■ **Task requirements**:
Rescale the listing from the line containing "job | pin one point per instance of the black high" through the line containing "[(282, 177), (301, 71)]", both included, by giving every line again, requests too, with each x and y coordinate in the answers multiplied by 1.3 and rounded to a whole number, halves up. Return only those lines.

= = = = =

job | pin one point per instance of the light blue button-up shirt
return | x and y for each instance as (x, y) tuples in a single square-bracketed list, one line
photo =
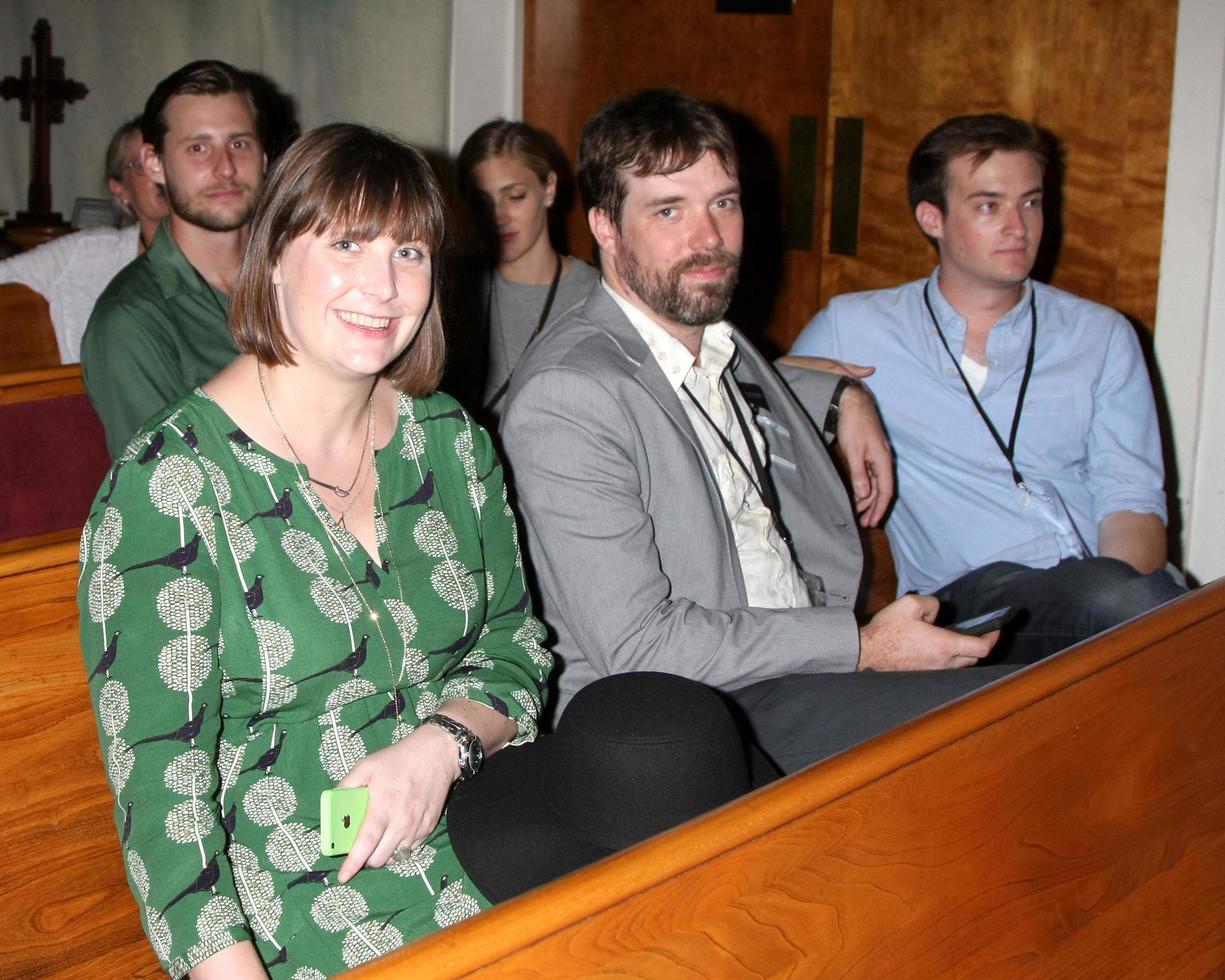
[(1088, 430)]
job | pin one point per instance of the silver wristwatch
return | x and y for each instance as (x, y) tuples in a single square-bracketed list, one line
[(472, 752)]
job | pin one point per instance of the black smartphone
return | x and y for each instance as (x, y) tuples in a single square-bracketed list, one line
[(984, 624)]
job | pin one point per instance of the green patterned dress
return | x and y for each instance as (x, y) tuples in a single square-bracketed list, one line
[(234, 637)]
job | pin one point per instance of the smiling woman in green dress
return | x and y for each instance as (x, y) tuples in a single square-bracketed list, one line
[(306, 575)]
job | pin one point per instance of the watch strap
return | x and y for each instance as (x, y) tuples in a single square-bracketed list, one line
[(472, 751), (831, 428)]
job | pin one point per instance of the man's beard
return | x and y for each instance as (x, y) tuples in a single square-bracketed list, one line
[(693, 304), (221, 219)]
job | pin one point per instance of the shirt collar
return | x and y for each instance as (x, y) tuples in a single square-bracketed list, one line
[(174, 273), (673, 357), (951, 321)]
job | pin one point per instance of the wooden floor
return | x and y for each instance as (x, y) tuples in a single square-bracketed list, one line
[(1067, 822)]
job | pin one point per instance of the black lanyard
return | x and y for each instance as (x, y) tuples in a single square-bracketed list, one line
[(1010, 450), (539, 326), (757, 477)]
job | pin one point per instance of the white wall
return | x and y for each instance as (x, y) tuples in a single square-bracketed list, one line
[(1190, 333), (486, 65), (384, 63)]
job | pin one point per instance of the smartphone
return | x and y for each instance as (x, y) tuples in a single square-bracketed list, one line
[(984, 624), (341, 812)]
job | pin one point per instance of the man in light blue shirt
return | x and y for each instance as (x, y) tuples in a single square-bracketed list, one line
[(1022, 417)]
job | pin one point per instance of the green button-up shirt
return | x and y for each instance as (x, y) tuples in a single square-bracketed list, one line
[(156, 332)]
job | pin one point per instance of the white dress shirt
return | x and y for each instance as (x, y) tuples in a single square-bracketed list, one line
[(771, 578)]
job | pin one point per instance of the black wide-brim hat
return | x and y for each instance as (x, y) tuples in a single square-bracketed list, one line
[(633, 755)]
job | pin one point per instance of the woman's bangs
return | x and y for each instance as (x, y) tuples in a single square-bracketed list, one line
[(373, 206)]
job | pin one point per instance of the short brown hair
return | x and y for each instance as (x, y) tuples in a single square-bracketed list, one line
[(207, 77), (361, 184), (978, 135), (657, 131)]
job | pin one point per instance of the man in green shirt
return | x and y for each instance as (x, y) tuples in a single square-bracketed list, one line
[(159, 328)]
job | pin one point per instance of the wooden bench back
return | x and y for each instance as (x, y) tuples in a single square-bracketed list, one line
[(1068, 821), (26, 328)]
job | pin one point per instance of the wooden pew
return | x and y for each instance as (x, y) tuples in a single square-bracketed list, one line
[(67, 908), (27, 331), (1066, 822), (54, 452)]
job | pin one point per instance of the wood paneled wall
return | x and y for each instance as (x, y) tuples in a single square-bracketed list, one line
[(1098, 74), (763, 67)]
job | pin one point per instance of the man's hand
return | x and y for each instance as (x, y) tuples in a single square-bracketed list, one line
[(827, 364), (1134, 538), (900, 637), (867, 453)]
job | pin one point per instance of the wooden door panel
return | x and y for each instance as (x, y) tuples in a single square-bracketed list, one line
[(763, 67), (1096, 74)]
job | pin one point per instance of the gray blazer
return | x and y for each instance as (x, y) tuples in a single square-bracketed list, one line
[(633, 555)]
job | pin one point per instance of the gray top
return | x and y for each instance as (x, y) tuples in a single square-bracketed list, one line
[(515, 310)]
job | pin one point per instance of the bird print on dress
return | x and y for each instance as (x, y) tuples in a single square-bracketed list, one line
[(183, 734), (153, 450), (268, 758), (282, 508), (213, 649), (422, 496), (203, 882), (108, 657), (352, 662), (181, 557), (393, 709)]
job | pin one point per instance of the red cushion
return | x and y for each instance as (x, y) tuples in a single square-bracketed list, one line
[(53, 458)]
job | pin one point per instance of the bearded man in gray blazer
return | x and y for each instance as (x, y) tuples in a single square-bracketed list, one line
[(681, 510)]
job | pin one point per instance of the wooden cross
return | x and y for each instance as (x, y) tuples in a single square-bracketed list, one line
[(43, 91)]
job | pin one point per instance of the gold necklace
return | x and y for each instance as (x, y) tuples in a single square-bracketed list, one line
[(336, 489)]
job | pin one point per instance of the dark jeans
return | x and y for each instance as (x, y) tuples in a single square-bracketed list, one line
[(802, 718), (1055, 606)]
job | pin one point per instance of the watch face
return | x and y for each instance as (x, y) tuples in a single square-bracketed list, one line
[(471, 757)]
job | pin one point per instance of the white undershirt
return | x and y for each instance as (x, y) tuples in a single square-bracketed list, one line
[(771, 578), (975, 374)]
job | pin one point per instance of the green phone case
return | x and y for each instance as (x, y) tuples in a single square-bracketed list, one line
[(341, 812)]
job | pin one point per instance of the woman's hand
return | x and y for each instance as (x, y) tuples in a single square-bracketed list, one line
[(408, 784)]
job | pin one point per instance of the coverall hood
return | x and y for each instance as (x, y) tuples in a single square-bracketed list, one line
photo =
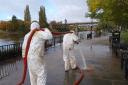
[(34, 25)]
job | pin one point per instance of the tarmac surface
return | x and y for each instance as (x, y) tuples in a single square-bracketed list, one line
[(98, 56)]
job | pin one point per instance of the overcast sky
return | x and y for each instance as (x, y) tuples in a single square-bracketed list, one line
[(58, 10)]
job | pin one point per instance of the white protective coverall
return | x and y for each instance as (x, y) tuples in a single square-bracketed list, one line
[(36, 64), (68, 50)]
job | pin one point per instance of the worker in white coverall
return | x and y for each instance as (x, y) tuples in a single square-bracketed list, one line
[(69, 40), (36, 64)]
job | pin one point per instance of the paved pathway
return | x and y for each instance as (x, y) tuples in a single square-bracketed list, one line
[(97, 53)]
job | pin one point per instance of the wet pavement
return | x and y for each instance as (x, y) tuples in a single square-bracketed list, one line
[(98, 55)]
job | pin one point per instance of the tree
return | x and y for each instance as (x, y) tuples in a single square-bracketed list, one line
[(14, 23), (42, 17), (27, 17), (109, 11)]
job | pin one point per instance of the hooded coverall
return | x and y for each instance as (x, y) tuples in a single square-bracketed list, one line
[(68, 50), (35, 59)]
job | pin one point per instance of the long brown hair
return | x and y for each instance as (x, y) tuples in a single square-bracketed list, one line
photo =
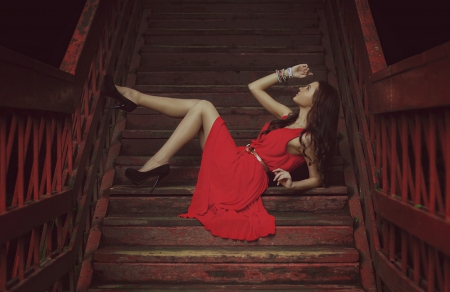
[(322, 120)]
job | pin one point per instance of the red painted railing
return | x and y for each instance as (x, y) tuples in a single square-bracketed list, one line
[(399, 117), (54, 131)]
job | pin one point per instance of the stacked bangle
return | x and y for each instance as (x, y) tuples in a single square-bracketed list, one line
[(282, 76)]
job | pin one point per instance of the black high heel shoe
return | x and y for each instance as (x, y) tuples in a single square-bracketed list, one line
[(137, 177), (110, 90)]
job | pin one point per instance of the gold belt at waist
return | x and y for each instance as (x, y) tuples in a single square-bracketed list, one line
[(250, 149)]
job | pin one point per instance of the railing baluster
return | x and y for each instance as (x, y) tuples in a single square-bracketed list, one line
[(3, 167)]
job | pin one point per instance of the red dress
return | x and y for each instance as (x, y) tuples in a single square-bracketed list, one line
[(227, 197)]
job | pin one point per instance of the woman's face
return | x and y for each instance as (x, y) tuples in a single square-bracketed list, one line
[(304, 97)]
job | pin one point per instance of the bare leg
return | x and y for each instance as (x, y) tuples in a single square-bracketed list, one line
[(198, 120), (171, 107)]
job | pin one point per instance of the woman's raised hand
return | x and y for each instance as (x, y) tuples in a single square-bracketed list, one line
[(282, 177), (301, 71)]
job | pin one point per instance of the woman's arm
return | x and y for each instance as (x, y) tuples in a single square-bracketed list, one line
[(315, 179), (258, 87)]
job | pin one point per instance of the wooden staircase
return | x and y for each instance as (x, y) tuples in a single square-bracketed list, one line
[(211, 50)]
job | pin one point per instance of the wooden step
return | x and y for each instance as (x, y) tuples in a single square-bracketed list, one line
[(235, 99), (286, 39), (234, 120), (337, 161), (235, 60), (231, 16), (264, 22), (165, 134), (241, 254), (216, 77), (205, 49), (187, 175), (222, 288), (237, 7), (198, 236), (226, 273), (282, 219), (173, 201)]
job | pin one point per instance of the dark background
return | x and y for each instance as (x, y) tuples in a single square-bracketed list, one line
[(42, 29)]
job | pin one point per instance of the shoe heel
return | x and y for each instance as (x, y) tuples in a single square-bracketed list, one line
[(156, 182)]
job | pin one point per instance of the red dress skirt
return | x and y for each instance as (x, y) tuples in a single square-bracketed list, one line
[(227, 197)]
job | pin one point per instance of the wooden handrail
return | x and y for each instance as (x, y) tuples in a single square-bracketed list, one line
[(422, 81), (26, 83)]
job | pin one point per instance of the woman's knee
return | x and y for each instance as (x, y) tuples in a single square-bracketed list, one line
[(204, 106)]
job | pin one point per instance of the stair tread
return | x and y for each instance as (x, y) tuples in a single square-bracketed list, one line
[(198, 32), (229, 49), (235, 254), (284, 219), (131, 160), (235, 288), (189, 189)]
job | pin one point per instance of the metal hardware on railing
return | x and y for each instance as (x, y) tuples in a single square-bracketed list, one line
[(402, 160), (50, 162)]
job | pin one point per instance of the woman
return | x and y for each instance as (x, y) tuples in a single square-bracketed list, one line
[(227, 197)]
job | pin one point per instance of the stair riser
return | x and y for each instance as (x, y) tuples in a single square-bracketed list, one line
[(234, 288), (223, 23), (160, 122), (227, 274), (234, 7), (235, 99), (187, 175), (234, 40), (149, 134), (217, 78), (223, 59), (192, 256), (148, 147), (198, 236), (159, 206)]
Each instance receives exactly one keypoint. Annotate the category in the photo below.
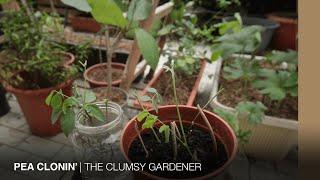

= = = = =

■ **The output**:
job | pin one point per instance of the black high heel shoe
return | x and y for each instance as (x, y) tuples in a single square-bracketed list, one line
[(178, 230), (143, 117)]
job | pin one point per instance of the gold belt at waist
return | x and y for each instance as (x, y) tuples in a single square-bracketed list, one line
[(325, 194)]
job | pin one point per instance of the railing baluster
return | x and y for each instance as (x, y) tuples in a single square-bracketed list, one line
[(4, 217)]
job | pin one point per instance of the red dress
return | x and y for each instance as (x, y) tuples in a single square-bracketed list, one line
[(295, 256)]
job | pin one point per instance of the woman's face
return | x and y for each instance as (x, y) tuples in a single square-bracketed list, one line
[(395, 126)]
job | pin one point per instance of the bare leg
return | x and y for each instance as (x, y) tuples in a single square-bracketed list, one line
[(257, 156), (222, 139)]
job | pin one point per instance of the woman's raised hand
return | x and y for each instance as (x, y) tuples in a single square-bracketed list, one line
[(367, 230), (391, 92)]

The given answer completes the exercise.